- **What to work on**: Substitute "Mark the instances" for "Tag the instances" throughout the listing below, changing nothing else. Leave the pictures out of your copy.

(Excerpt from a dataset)
================
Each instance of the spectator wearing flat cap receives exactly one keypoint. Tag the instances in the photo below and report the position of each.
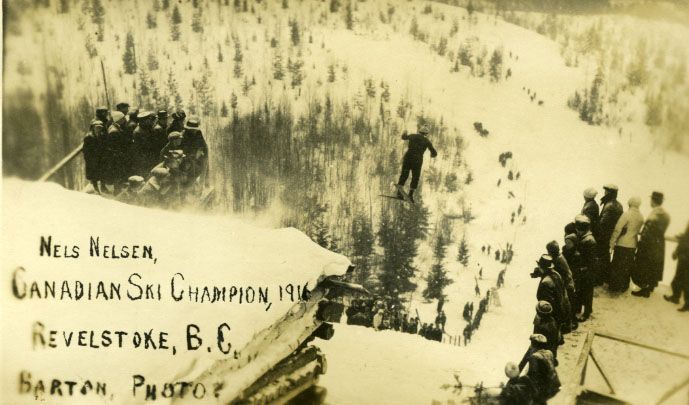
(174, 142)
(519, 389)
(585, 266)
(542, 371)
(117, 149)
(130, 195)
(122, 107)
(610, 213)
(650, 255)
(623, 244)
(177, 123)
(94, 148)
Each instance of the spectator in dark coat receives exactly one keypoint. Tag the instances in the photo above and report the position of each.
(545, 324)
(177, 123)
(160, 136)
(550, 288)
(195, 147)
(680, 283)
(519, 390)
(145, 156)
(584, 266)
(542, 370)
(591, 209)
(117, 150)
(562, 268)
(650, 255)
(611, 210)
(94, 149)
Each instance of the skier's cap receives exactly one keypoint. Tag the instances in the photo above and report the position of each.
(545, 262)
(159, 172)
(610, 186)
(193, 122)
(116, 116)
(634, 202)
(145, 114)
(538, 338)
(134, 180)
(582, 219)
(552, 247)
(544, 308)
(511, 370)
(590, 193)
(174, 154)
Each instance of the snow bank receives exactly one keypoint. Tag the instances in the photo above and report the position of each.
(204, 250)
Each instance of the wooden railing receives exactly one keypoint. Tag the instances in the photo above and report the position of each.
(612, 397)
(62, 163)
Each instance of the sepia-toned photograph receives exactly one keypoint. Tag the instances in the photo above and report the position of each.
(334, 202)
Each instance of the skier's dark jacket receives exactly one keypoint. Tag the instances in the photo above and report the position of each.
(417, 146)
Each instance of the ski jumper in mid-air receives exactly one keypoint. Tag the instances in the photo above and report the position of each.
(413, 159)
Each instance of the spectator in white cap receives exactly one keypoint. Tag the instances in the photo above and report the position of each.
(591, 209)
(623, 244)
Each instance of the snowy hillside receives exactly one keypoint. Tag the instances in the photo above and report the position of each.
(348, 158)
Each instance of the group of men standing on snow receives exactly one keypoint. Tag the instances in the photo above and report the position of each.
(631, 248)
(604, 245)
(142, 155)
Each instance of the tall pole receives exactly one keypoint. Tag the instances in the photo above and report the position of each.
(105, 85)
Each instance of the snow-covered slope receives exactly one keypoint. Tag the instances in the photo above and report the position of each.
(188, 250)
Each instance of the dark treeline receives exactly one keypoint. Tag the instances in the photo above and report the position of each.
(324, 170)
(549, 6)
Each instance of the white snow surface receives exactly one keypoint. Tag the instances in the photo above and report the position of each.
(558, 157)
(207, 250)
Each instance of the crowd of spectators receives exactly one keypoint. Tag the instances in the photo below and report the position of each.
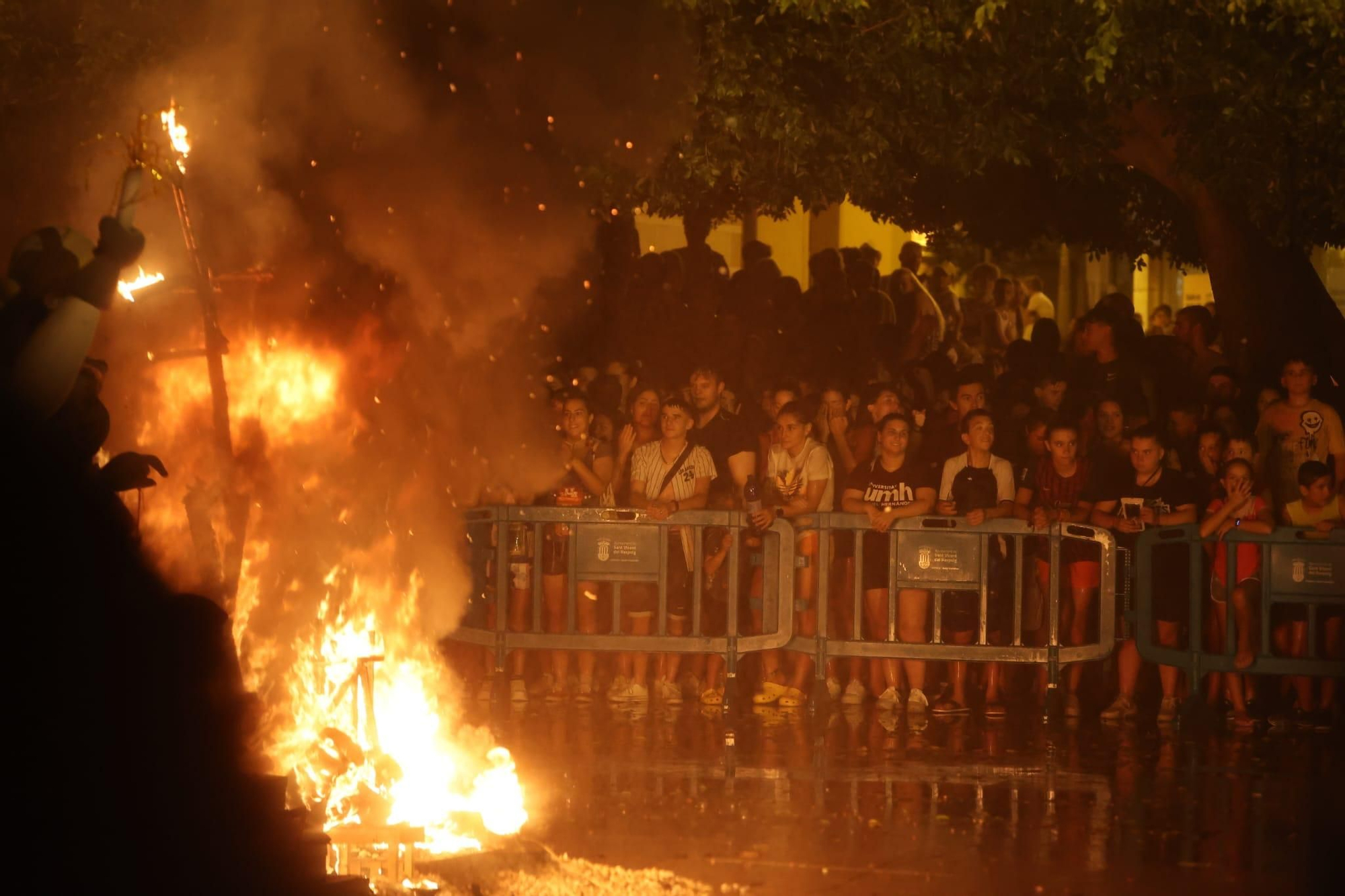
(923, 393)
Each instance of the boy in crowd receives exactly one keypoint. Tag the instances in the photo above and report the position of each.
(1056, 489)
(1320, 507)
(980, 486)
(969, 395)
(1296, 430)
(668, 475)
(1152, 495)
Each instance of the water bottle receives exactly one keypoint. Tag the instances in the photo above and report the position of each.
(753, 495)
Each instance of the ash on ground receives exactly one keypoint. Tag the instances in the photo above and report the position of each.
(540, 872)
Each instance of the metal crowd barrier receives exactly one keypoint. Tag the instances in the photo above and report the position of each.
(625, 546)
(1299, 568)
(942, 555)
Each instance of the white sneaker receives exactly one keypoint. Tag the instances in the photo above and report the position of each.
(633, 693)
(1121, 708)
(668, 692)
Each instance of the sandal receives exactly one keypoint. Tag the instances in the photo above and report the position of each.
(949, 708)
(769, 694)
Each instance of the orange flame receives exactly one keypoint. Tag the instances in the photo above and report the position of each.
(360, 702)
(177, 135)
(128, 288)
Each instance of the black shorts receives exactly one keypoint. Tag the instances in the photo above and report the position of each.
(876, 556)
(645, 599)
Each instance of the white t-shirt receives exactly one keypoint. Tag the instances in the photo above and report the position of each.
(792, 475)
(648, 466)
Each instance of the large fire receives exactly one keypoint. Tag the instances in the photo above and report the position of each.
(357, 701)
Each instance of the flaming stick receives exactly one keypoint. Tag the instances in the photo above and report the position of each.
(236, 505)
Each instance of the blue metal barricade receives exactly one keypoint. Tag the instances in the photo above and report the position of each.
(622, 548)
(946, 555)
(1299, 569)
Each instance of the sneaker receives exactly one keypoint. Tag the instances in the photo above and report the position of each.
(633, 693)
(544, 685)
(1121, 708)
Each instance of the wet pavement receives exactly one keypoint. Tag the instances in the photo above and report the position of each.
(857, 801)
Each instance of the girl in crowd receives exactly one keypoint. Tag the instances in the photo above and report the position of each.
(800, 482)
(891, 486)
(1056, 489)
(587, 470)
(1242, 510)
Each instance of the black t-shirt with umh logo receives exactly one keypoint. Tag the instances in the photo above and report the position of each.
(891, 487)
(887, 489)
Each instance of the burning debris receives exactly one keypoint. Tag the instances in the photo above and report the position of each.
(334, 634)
================
- **Final result**:
Each instance of the spectator wearing flat cap receives exactly one keypoint. Mark the instances in the photo below and report the position of each.
(174, 142)
(519, 389)
(585, 266)
(542, 371)
(117, 149)
(130, 195)
(122, 107)
(610, 213)
(650, 255)
(623, 244)
(177, 123)
(94, 148)
Each instance of the spectator in dark coat receives exactly one keypoint. Mark the instances in the photo above and report the position of each.
(545, 324)
(177, 123)
(160, 136)
(550, 288)
(195, 147)
(680, 283)
(519, 390)
(145, 156)
(584, 266)
(542, 370)
(591, 209)
(117, 150)
(562, 268)
(650, 255)
(611, 210)
(94, 149)
Each instance of the skier's cap receives exactly one keypoint. Mark the instances in the photo above and report the position of each.
(545, 262)
(159, 172)
(610, 186)
(193, 122)
(116, 116)
(634, 202)
(145, 114)
(538, 338)
(134, 180)
(582, 219)
(552, 247)
(544, 308)
(511, 370)
(590, 193)
(174, 154)
Each instance of the snow bank receives exactly one keypoint. Mark the instances in the photo above and report the position of each.
(204, 250)
Each instance of the wooden railing receives exactly one keypoint. Mark the instances in the photo above and report the position of each.
(612, 397)
(62, 163)
Each instance of the sepia-toned photograph receives exactly one keypoint. Mark the instances in the photo above and report the position of each.
(334, 202)
Each instance of the skier's dark jacket receives exactly one keypoint. Mark the instances in the photo above and report the position of each.
(417, 146)
Each instance of the ski jumper in mid-air receives exactly one keypoint. Mark the instances in the photo above and report the position of each.
(413, 159)
Each instance of the spectator in white cap receives exactly one keypoint. Mark the instances in the photo above and report the position of each.
(591, 209)
(623, 244)
Each instance of the snowy hillside receives exactly one keypoint. Mark the instances in the photo above and report the position of each.
(348, 158)
Each instance of the group of men standing on snow receives exactly one keypoint. Mark the instances in the photo above and report the position of each.
(631, 248)
(604, 245)
(142, 155)
Each instance of the tall pole receives exactly one keypoint. Mark the instances in the photo above and report the position of each.
(105, 85)
Each instance of the snow-covered slope receives exactly one keypoint. Mark the instances in the photo above and report the position of each.
(188, 250)
Each instance of the dark treeline receives exactly one keypoint. Mark the instances in the photo above and report the position of each.
(324, 170)
(549, 6)
Each instance of the white snow surface receives exactly one keypoint. Mark the instances in the photo above and report the position of each.
(558, 157)
(207, 250)
Each instance of the crowd of spectators receives exactly one keypoint. Mark the instances in the photo below and report the position of each.
(923, 393)
Each instance of the boy in crowd receives exactly one keypoint. Mark the instances in the photo above and report the position of each.
(1056, 489)
(1320, 507)
(980, 486)
(969, 395)
(1296, 430)
(668, 475)
(1152, 495)
Each instance of the water bottle receives exactly one keypoint. Mark the instances in the photo above and report the position of each.
(753, 495)
Each instance of the ash on ground receives exactly one keypoint. Mark the instances in the photo above and report the position of each.
(540, 872)
Each instance of the metal crowd barrier receives exactly one keypoint. Mark the instances in the photo above and report the position of each.
(625, 546)
(1299, 568)
(942, 555)
Each instance of the white sneaker receives exactly one keypoint. Mark the instances in the photo above and report the position of each.
(633, 693)
(1121, 708)
(668, 692)
Each instance of the sandal receives exactly one keypoint. Mark the instances in the photo above and report the position of each.
(949, 708)
(769, 694)
Each instance of the orange flame receives exactly one keypoint. Mark the instances in the photo above and report the position of each.
(360, 702)
(177, 135)
(128, 288)
Each instance of the black shorts receives exactly one keypoint. Mark the instances in the photo above and report the position of each.
(876, 556)
(645, 599)
Each instance of the white t-shirt receives exactly one keypoint. Mark the instances in the photo above and report the position of each.
(792, 475)
(648, 466)
Each instance of the large fire receives exactly one keypoint. Mark the instances in the photo above and report the position of each.
(357, 701)
Each instance of the flaming stick receives exactly one keypoint. Mark the instances in the photo above and report the position of each.
(236, 505)
Each instance of the blue metal barricade receives exactly one keypoint. Mark the instances in the photo above and report the position of each.
(622, 548)
(946, 555)
(1299, 569)
Each instance of the sneaker receives exactly one keypoint. Mark the instances in the photo above and report the position of each.
(633, 693)
(544, 685)
(1121, 708)
Each instance of the wet pavement receives exactly one keypoint. Mark the instances in the photo above and report the position of each.
(857, 801)
Each instance of the girl in crowd receives exactly one keypoint. Mark the instances in the photo above and report the position of each.
(800, 482)
(891, 486)
(1056, 489)
(587, 470)
(1242, 510)
Each instance of the black t-shirt with umh logo receives exactly one keypoint. Mark the instances in the photo above and report the position of each.
(891, 487)
(887, 489)
Each instance of the burning debris receives exactly one keypoint. Mark the instances in the photo above and report the position of each.
(334, 634)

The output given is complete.